Document passage:

I can’t possibly be the only one who has wondered if the corona crisis could be solved if we all let ourselves be laminated
If you watch Footloose during the pandemic, the minister who tells everyone not to dance is now the hero.
Several of my internal organs hurt, but I’m 100% sure it’s not my body trying to tell me something.
I did laundry for 7 miles according to my Fitbit that I accidentally washed and dried.
[first date]
Adam: *puts phone face down on the table* hey
Eve: interesting, are you afraid I’ll see a text from another woman
Adam: *rubbing the bridge of his nose* how could that even be possible
Sooo many times…..
*bitten by radioactive penguin
*gains ability to not fly
the problem with buying a lovely loaf of bread is you then need to eat it in three days. toast for breakfast, sandwiches for lunch, toast for dinner, bread for a snack, bread in salad, bread as a hat, make a bread friend called bread and spend the night watching bread together
My diet starts in January
of 2027
Why are you mad at me because YOU’RE an idiot? I didn’t make you stupid.
It’s not a bad movie if you fell asleep because clearly you needed a nap, not a movie.
Her: You’re up to a pack a day now—you have to cut back.
Me: [petting the alpha male of the wolf pack I just adopted] I can quit anytime.
iron man: it’s not gonna work
me: trust me [walks up to thanos, takes off my glove and slaps him in the face with it] good sir, i challenge you to a duel
thanos: [starts to take off his gauntlet to return my slap but stops] oooo you almost had me
That scene in Home Alone where they count their kids but this time there’s one extra, so they sacrifice him
I have no covid-19 symptoms, which from what I hear, is a symptom of covid-19
Do you like freezing to death and knocking down trees with your face? Well why not book a skiing holiday?
My husband’s on a work Skype, so every few minutes I silently cross the room behind him dressed as a new character from Wicked.
Apparently waterboarding Tim from marketing is not considered an acceptable team building exercise.

Data provided:
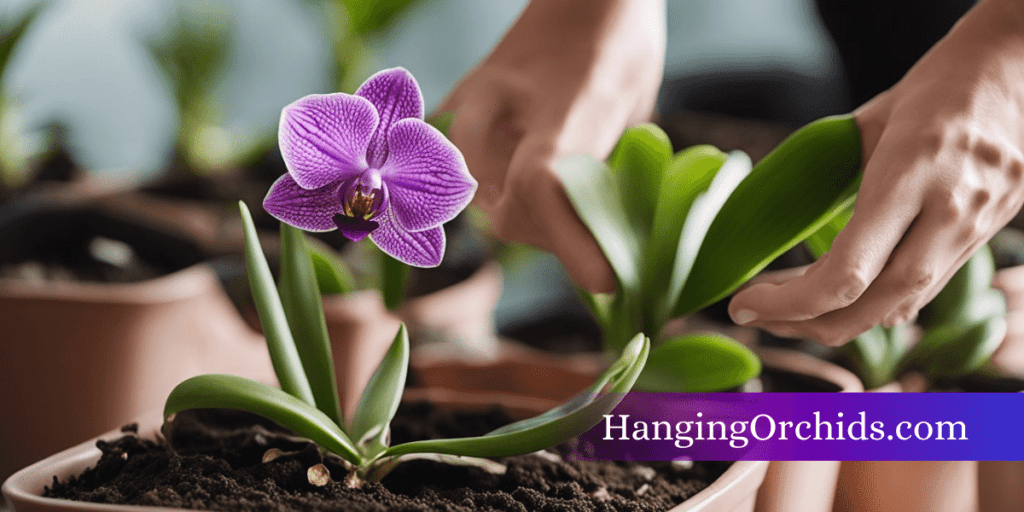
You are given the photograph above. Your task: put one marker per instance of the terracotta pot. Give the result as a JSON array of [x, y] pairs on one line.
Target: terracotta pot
[[513, 369], [907, 485], [804, 485], [733, 492], [79, 358]]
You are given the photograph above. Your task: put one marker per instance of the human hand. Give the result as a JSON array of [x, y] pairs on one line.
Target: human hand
[[943, 171], [567, 78]]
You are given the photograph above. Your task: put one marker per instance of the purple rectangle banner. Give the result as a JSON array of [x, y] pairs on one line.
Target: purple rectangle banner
[[809, 427]]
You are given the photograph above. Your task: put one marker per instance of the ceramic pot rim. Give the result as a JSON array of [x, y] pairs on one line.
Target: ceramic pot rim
[[189, 282], [24, 488]]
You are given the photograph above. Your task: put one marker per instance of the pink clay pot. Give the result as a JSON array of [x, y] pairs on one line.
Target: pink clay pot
[[79, 358], [804, 485], [733, 492]]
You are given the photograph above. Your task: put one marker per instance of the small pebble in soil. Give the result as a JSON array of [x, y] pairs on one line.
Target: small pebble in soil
[[217, 464]]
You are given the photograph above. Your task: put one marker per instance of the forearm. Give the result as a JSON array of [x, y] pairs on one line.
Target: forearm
[[982, 66]]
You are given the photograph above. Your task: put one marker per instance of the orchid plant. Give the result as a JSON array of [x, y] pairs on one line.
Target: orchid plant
[[683, 230], [369, 166], [960, 329], [292, 316]]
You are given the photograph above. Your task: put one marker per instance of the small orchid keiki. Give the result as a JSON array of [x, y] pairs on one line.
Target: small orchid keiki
[[368, 164]]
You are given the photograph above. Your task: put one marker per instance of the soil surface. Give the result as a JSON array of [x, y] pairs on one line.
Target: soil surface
[[214, 462]]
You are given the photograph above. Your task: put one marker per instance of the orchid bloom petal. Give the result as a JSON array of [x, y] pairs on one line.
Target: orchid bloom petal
[[324, 137], [395, 95], [354, 228], [424, 249], [312, 210], [426, 175]]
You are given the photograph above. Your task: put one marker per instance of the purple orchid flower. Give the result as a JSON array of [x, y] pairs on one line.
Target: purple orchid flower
[[368, 164]]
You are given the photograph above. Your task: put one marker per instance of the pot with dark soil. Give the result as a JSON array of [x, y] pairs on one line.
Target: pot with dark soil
[[213, 460], [103, 314]]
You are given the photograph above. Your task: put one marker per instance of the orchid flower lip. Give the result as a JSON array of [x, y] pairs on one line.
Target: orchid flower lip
[[367, 164]]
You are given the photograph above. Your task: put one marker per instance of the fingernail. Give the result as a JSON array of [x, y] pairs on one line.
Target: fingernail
[[743, 316]]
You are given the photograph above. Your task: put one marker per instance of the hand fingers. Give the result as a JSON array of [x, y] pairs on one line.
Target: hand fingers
[[920, 266], [569, 240], [775, 276], [840, 278]]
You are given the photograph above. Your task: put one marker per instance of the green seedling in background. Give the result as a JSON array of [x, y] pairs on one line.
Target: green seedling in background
[[292, 316], [18, 146], [350, 26], [193, 56], [683, 230]]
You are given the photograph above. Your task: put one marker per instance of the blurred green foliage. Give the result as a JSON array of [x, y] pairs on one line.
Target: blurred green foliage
[[18, 147]]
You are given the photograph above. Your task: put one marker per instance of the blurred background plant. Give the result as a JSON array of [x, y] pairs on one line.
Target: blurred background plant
[[84, 65]]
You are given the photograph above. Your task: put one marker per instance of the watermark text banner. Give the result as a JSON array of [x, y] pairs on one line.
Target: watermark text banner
[[809, 427]]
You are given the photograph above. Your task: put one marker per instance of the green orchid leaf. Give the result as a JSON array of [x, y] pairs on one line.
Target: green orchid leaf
[[284, 355], [811, 177], [821, 241], [304, 309], [594, 192], [700, 363], [333, 276], [879, 352], [639, 161], [957, 302], [11, 33], [381, 397], [623, 364], [689, 173], [955, 349], [550, 428], [393, 276], [701, 214], [228, 391]]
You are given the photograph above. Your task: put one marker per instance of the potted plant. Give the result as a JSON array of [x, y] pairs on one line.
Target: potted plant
[[358, 445]]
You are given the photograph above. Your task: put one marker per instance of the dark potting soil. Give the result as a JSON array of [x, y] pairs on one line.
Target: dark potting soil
[[46, 242], [216, 464]]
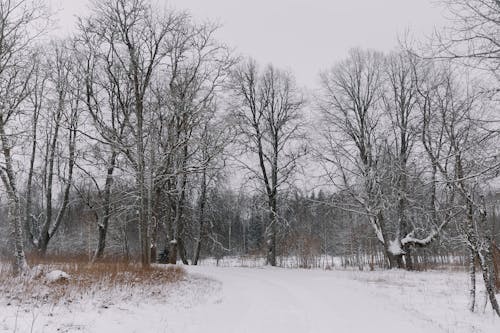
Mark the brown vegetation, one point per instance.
(116, 279)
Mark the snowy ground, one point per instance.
(232, 299)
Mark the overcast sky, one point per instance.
(304, 36)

Task details: Could you print the stretch of the joke collection that begins at "Me: [petting the" and stops after "character from Wicked.", with every word and line kept as it appears?

Task solution:
Me: [petting the alpha male of the wolf pack I just adopted] I can quit anytime.
iron man: it’s not gonna work
me: trust me [walks up to thanos, takes off my glove and slaps him in the face with it] good sir, i challenge you to a duel
thanos: [starts to take off his gauntlet to return my slap but stops] oooo you almost had me
That scene in Home Alone where they count their kids but this time there’s one extra, so they sacrifice him
I have no covid-19 symptoms, which from what I hear, is a symptom of covid-19
Do you like freezing to death and knocking down trees with your face? Well why not book a skiing holiday?
My husband’s on a work Skype, so every few minutes I silently cross the room behind him dressed as a new character from Wicked.